### SOURCE PASSAGE:
Tuesday 4 May 2010

Myth, Metaphysics, Mystery

Man is equipped with senses and imagination like the higher animals. He is equipped too, with intellect but does not always and everywhere go in for self-appropriation and so distinguish the operations of intellect from those of sense and imagination. Where the operations of intellect are compacted with those of sense and imagination, you get myth

One might distinguish metaphysics and mystery, for in metaphysics and mystery, the mind deals with proportionate being, and in mystery, he deals with transcendent being and also with the possibility or fact of revelation.

Let us deal first with how intellect works upon proportionate being, and can do so in such a way that intellect is appropriated.

When a matter is being successfully studied two things are going on. Knowledge of the object under investigation is increasing, even if one finds things are less certain than one had thought. The reason that knowledge is increasing is that a method is being applied. Without deliberate attention, intelligence and reasonableness applied in a way which is known to be fruitful knowledge, will not develop. The method itself may develop.

While the scientist or scholar must use a method, he is not bound to reflect on it and master it in the way of understanding why it works. Failing such reflection he is likely to explain his results in terms of imaginable entities. So the whole world is made up of tiny billiard balls which push each other around.

This fall back to imaginable entities is the source of myth, whereas if method is appreciated, a certain conclusion, perhaps a probability judgement, has been attained which is merely a correlation. So heat applied causes temperature to rise. Even in this utterance, I am into “cause and effect”.

Cause and effect belongs to our commonsense world of course, and also to Aristotle who thought when we know the cause we know why the effect must be what it is. He thought this applied to mathematics alone.

Myth is not satisfied with understanding one or two things, so everything gets lumped together in “mythopoesis”, so that a single image accounts for everything. I rather wonder whether the big bang theory might be an example of this. So far as I can gather, no one knows the extent of space which is surely relevant if one is imagining everything starting from one point. Mythopoesis stretches forward to the future - a black hole maybe, or a universe in which everything gets further away. Our faith that Christ will come again gets pressured by the power of cosmic myths.

The realisation that this universe which we know has very special design features, leads to the notion of an infinite number of parallel universes. William of Occam had the precept “entia non sunt multiplicanda sine necessitate” – beings are not to be multiplied without reason – and I think Descartes’ systematic doubt was originally intended to deal with such crazy ideas. Is there any reason why design should not be accounted for by a designer?

### WORK TO COMPLETE:
Continue the post on myth, metaphysics, and mystery from the point where it stops. The records that come next have no part in this work.

### DATASET RECORDS:
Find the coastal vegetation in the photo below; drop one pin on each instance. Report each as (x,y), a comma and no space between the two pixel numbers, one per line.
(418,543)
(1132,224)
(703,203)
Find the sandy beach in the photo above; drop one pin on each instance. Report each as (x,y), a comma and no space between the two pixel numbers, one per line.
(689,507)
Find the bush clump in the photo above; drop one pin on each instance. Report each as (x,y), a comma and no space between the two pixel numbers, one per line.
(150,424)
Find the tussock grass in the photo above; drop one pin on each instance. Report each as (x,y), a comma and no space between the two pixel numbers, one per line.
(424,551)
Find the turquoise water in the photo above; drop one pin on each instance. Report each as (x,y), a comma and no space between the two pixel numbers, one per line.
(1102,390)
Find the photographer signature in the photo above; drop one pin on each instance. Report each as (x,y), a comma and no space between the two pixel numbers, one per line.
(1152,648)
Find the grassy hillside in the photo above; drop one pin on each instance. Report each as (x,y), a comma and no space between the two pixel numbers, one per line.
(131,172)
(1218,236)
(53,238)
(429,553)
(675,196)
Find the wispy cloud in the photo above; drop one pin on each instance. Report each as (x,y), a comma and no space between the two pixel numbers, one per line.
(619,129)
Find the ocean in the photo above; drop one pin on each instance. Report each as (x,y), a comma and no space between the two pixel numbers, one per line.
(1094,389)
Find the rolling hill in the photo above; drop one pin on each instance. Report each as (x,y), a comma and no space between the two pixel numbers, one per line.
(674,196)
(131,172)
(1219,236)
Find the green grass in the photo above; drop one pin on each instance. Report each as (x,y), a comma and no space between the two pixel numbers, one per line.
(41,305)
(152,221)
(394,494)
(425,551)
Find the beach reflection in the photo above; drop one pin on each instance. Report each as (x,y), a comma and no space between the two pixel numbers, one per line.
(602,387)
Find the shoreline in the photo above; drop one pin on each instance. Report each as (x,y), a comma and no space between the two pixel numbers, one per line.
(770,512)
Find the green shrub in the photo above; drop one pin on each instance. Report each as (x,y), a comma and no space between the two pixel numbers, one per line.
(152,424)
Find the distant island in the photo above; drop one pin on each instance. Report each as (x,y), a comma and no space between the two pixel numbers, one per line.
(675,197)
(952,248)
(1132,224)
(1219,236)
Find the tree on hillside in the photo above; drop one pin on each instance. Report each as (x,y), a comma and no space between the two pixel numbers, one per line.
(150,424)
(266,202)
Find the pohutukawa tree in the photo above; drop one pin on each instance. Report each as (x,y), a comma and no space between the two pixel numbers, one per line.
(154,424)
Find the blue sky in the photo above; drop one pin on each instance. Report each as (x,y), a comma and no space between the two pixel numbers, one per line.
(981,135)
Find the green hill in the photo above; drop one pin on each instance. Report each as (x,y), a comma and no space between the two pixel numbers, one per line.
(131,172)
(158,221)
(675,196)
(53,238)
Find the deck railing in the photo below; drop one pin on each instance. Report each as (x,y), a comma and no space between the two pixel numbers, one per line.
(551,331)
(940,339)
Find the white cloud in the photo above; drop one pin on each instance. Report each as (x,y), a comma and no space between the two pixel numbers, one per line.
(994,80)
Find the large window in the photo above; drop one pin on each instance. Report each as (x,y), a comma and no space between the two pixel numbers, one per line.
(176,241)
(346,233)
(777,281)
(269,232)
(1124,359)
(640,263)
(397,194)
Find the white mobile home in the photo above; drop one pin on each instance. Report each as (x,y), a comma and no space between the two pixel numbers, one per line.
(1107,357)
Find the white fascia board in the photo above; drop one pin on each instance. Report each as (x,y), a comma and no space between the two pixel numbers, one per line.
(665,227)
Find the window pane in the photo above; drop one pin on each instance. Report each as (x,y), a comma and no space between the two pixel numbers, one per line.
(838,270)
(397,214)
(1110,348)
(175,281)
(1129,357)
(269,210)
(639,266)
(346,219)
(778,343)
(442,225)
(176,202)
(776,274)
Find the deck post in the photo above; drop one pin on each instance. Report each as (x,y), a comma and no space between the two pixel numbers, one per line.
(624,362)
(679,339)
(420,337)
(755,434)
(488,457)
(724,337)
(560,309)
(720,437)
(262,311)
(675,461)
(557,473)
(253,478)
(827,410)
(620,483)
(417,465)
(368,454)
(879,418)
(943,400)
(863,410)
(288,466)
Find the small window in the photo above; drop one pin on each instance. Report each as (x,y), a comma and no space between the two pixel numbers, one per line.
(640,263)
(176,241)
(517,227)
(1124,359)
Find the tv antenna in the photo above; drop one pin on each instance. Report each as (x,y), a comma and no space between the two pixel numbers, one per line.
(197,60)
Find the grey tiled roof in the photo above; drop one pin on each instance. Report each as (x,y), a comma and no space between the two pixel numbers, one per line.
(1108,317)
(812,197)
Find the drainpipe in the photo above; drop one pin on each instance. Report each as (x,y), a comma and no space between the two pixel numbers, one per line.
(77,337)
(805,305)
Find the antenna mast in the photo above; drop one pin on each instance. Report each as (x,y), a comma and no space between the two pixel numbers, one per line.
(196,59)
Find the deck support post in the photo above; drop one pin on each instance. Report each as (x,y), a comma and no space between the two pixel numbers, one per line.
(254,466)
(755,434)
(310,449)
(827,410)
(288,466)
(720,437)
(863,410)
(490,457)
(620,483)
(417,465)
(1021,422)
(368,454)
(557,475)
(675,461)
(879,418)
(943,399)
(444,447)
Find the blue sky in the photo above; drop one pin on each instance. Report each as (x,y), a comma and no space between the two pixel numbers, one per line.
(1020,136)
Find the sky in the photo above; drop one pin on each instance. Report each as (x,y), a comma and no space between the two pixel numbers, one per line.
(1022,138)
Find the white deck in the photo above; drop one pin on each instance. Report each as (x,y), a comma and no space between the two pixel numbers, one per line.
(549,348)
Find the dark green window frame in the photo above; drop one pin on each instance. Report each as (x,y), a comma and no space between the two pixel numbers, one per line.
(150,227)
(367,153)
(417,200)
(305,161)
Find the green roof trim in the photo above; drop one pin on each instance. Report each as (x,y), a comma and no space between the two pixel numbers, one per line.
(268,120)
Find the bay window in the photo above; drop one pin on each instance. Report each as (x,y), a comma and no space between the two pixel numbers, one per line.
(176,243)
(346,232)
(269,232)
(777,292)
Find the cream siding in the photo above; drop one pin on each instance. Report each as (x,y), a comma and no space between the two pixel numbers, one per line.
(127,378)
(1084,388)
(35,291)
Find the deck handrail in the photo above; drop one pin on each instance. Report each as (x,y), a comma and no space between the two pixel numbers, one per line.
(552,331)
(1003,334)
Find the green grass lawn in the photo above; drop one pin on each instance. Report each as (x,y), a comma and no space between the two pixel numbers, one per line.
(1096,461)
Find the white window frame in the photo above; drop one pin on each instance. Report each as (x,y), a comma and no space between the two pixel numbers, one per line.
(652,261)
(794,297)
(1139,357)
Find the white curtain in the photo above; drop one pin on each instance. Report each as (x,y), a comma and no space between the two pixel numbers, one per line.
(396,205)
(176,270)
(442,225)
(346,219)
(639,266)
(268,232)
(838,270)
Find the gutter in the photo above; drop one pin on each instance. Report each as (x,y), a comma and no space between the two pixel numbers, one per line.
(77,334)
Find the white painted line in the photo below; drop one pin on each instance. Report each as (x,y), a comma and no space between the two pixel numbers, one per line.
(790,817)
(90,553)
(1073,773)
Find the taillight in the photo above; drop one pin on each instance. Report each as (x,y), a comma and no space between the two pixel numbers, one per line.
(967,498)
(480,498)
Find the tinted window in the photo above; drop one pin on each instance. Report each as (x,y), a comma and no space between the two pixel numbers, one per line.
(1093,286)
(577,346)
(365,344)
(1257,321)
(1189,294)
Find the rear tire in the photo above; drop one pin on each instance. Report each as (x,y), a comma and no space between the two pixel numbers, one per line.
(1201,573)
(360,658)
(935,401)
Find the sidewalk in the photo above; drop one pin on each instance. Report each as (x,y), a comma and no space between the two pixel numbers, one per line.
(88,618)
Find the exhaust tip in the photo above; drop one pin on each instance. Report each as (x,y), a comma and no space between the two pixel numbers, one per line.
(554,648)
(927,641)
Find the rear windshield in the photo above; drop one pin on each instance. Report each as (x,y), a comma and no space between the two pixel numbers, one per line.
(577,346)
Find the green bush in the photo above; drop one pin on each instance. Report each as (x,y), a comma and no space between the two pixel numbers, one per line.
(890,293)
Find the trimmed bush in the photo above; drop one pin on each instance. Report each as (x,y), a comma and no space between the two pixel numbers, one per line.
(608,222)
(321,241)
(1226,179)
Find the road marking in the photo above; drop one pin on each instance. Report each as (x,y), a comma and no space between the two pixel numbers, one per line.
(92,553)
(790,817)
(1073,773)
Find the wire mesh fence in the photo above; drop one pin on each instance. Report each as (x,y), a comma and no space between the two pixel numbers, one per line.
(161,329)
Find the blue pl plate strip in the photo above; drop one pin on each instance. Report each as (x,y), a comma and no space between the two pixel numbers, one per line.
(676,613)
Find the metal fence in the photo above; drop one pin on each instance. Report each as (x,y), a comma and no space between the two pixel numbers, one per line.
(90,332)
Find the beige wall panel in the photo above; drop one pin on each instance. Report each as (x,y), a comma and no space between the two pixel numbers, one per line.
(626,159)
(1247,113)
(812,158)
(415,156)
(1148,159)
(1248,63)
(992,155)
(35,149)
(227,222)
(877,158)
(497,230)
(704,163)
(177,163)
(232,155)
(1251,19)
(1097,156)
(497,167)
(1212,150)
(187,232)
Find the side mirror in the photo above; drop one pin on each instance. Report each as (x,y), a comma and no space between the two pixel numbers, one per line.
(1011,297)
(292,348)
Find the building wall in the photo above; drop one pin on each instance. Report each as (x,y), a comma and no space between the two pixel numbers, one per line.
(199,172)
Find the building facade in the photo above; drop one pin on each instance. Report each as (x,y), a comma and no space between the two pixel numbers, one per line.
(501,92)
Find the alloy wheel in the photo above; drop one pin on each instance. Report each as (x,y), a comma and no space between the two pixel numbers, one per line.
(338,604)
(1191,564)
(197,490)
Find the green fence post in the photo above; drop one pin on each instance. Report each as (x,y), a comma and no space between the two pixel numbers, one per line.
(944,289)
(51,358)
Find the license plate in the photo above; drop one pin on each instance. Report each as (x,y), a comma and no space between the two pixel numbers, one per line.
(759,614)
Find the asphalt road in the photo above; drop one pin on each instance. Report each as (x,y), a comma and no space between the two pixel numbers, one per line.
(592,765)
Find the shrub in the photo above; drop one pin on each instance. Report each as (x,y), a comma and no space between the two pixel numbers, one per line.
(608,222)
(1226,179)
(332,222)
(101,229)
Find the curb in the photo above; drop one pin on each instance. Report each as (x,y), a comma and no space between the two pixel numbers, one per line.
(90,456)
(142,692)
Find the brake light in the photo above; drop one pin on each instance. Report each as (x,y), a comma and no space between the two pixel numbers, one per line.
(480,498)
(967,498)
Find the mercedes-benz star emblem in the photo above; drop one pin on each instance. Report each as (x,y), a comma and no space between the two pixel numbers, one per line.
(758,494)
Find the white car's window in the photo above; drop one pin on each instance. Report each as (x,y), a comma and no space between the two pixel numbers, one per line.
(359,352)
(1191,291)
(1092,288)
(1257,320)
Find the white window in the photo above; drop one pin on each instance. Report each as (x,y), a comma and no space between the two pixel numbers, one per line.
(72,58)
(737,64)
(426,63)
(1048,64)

### ANSWER TO THIS PROBLEM:
The world proportionate to man’s mind is known by a method and if method is understood then the importance of judgement answering the question “Is it so?” comes to the fore. “We all complain about our memory. No one complains about his judgement”. In judgement, we, on the basis of sufficient evidence, recognise a truth, and with that recognition man himself is also thereby delimited.

So when La Place, following Newton, argued for a future completely determined by the present, he was excluding the possibility of human freedom changing the future. A completely materialistic world following mathematical laws implies a completely materialistic man for man is part of the world. If matter can be completely controlled then so, too, can man.

To follow La Place is to be under the influence of a mythic view and to rush to judgement without considering the whole issue. So is it irrational to apportion praise and blame? Commonsense and judges in law courts seem to think not. How do we account for the self-judgement of conscience? If it is an illusion, then perhaps everything, including La Place and Newton, are illusions? One needs to consider all the relevant evidence before making one’s judgement.

The judgement one makes is not necessarily imaginable, but it is subject to the law of non-contradiction and needs to be logically coherent. So we live in a world where some things are more or less predetermined by material circumstances and others are predetermined by mental processes. The question is, is this how it is? The question is not, is this all imaginable?

When it comes to human studies or the geisteswissenschaften one might be clear, and so myth will be at a discount. One of the strange propositions about this area is that our judgements emerge from the subconscious. So if you speak to certain historians, the judgement is already made, miracles cannot happen, so if they are reported, the witnesses must be self deceived or even group deceived.

I did come across a case of group deception. Near Great Billing, a whole family met an airman who had been shot down and killed during the war. The parish priest who dealt with the case found there had not been such an event. He had to deal with the situation of a mutually supporting group who were group deceived. St Thomas’s doubt saves the apostolic witness from this accusation.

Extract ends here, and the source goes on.